What needs to be done:
Reproduce the records below word for word, from the line with "point: wall of" up to and including the line with "column 101, row 540".

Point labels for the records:
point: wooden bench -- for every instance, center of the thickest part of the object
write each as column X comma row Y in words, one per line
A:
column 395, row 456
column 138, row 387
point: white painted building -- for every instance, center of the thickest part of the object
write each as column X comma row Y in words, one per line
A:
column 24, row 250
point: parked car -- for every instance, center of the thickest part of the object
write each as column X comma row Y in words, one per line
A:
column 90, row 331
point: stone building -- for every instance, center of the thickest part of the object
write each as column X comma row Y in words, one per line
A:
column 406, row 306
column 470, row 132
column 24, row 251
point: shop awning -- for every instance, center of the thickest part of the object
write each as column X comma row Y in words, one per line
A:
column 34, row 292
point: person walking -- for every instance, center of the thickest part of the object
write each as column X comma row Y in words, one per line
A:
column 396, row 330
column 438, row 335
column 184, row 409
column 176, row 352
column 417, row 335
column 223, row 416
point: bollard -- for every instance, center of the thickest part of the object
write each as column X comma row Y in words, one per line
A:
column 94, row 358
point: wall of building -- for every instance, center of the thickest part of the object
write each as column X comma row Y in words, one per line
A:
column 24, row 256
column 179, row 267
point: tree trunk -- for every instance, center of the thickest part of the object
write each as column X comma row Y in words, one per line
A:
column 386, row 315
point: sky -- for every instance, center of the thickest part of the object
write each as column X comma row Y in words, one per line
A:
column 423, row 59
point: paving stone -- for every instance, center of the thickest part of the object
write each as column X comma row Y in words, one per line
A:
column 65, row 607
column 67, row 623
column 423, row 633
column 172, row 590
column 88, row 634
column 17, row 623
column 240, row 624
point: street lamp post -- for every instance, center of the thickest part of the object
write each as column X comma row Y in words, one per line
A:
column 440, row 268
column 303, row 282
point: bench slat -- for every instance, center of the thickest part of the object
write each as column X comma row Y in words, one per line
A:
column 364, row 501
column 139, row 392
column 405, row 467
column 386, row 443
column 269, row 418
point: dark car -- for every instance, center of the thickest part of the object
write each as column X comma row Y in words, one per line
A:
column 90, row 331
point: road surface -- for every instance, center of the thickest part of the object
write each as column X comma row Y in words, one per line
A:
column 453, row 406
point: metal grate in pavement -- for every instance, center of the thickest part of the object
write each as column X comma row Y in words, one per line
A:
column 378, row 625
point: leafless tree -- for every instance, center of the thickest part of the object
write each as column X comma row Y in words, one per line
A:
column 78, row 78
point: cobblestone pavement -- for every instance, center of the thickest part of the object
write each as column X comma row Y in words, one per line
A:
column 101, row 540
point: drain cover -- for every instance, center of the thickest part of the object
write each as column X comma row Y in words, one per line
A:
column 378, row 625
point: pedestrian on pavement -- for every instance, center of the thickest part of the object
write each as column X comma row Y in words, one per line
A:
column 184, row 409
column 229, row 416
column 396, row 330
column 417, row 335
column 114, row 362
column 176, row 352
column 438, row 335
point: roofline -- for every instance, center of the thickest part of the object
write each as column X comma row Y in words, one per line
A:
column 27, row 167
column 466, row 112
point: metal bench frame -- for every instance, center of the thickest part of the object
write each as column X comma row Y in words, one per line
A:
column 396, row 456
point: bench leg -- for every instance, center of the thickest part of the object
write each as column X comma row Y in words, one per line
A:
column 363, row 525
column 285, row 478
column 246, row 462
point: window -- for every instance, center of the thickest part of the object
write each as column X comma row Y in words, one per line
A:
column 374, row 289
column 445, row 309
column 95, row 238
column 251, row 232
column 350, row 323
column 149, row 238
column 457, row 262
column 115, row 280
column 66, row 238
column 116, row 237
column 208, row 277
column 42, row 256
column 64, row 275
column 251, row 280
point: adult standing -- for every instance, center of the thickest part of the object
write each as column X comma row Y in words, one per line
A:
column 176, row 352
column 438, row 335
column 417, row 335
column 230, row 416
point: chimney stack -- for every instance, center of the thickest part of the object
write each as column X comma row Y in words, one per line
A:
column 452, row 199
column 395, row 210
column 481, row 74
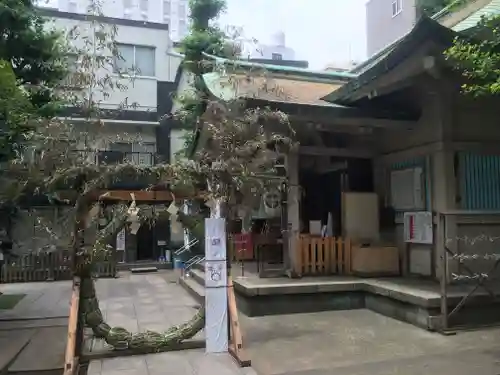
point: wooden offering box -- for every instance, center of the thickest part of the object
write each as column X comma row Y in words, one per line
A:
column 375, row 260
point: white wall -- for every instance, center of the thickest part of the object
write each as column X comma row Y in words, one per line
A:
column 141, row 90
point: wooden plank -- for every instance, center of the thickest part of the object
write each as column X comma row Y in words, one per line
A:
column 70, row 364
column 143, row 195
column 327, row 255
column 236, row 340
column 306, row 253
column 314, row 248
column 340, row 255
column 348, row 253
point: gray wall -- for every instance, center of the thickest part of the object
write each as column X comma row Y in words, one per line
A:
column 140, row 90
column 382, row 28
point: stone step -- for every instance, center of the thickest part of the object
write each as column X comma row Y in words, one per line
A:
column 199, row 266
column 144, row 269
column 196, row 290
column 129, row 266
column 198, row 276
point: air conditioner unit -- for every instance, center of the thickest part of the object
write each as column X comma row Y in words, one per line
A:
column 271, row 203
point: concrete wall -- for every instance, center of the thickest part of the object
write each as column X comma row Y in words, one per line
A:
column 457, row 124
column 420, row 146
column 382, row 28
column 139, row 93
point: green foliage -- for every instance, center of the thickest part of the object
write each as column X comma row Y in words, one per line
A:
column 15, row 111
column 35, row 53
column 478, row 58
column 204, row 37
column 431, row 7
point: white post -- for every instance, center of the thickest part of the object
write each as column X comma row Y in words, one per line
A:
column 216, row 320
column 293, row 201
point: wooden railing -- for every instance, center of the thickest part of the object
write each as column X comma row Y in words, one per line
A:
column 45, row 266
column 323, row 256
column 241, row 247
column 71, row 358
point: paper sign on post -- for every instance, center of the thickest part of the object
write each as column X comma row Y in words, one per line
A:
column 215, row 240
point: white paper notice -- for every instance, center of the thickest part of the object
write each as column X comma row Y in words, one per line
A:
column 120, row 240
column 216, row 320
column 216, row 333
column 215, row 239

Response:
point: wall of building -- for every instance, center of the thickest part of the object
write each as column X comma row Y in words, one per line
A:
column 24, row 256
column 179, row 267
point: tree trunk -- for every instance, center of the thickest part of the object
write each as column X comma row Y in words, one per line
A:
column 386, row 315
point: sky -- for every instance, center of the thickest part of the object
write each as column X comma row Y in words, one per line
A:
column 423, row 59
point: paving stone -- for every instance, center of the thickest part of the object
write each as column X comma row Y in words, one per line
A:
column 65, row 607
column 67, row 623
column 423, row 633
column 172, row 590
column 88, row 634
column 17, row 623
column 240, row 624
point: street lamp post -- for every instance, center of the thickest part of the object
write each as column X comma row Y in words, one per line
A:
column 440, row 268
column 303, row 282
point: bench slat -- for every instance, center of the thickest part of the object
write each as column X comma row Y in words, one per line
A:
column 364, row 501
column 139, row 392
column 405, row 467
column 386, row 443
column 269, row 418
point: dark car -- for every instance, center of the thickest part of the object
write each as column X comma row Y in words, one per line
A:
column 90, row 331
point: road surface -- for every instance, center of the thickest part of the object
write each as column X comma row Y in words, one per line
A:
column 453, row 406
point: metal grate in pavement -- for every instance, center of the thickest part of the object
write each as column X comma row Y in words, one per line
A:
column 378, row 625
point: leafless tree -- for every instance, center of the thickest part of the object
write each as column X comma row Y in words, one per line
A:
column 78, row 78
point: cobblestone pavement -- for every instance, center of the thickest part of the object
write each as column X comma row Y in words, one per line
A:
column 101, row 540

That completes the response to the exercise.